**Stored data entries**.
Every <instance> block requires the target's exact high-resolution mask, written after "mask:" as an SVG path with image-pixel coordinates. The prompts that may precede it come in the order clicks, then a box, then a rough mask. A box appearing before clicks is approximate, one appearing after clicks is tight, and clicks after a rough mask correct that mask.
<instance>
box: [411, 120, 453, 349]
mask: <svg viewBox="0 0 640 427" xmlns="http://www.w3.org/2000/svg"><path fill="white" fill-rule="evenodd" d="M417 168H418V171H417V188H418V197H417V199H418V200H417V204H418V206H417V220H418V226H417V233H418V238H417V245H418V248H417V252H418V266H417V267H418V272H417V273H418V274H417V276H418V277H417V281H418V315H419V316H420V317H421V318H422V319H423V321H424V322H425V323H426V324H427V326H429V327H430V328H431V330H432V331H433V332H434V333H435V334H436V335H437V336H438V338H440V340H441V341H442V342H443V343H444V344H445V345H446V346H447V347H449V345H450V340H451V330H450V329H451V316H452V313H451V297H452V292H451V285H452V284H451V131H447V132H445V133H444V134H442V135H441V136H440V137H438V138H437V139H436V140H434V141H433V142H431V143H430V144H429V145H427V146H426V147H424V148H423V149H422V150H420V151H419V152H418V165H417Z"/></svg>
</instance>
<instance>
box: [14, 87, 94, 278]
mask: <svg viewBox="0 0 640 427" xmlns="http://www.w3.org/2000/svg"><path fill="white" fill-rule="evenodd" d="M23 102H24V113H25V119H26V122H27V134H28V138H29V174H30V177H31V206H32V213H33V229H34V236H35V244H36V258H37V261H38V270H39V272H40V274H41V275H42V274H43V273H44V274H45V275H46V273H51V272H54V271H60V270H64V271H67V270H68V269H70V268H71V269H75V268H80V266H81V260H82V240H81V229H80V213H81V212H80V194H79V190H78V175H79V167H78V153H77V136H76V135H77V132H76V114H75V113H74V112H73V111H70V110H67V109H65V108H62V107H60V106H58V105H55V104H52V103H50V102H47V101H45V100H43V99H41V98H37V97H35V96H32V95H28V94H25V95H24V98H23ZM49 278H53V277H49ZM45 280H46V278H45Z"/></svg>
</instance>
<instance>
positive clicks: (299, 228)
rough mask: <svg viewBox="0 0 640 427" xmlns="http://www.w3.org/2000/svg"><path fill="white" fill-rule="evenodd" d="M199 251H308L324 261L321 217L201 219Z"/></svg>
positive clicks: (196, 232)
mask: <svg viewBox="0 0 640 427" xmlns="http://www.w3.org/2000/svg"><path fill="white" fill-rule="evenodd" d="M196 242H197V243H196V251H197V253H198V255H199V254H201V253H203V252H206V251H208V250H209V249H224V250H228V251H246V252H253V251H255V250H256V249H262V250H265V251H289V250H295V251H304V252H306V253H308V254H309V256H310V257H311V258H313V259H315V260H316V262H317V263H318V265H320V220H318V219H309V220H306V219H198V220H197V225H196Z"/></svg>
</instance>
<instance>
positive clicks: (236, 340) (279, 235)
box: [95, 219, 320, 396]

**Problem description**.
Filter the records above for lines with "rough".

**Answer to the problem**.
Every <instance> block requires the target's exact high-resolution mask, written after "mask:" as an SVG path with image-pixel coordinates. The prompts that may precede it come in the order clicks, then a box, then a rough mask. A box appearing before clicks is approximate, one appearing after clicks is tight, and clicks after a rough mask correct that mask.
rough mask: <svg viewBox="0 0 640 427" xmlns="http://www.w3.org/2000/svg"><path fill="white" fill-rule="evenodd" d="M199 251H308L324 261L321 217L201 219Z"/></svg>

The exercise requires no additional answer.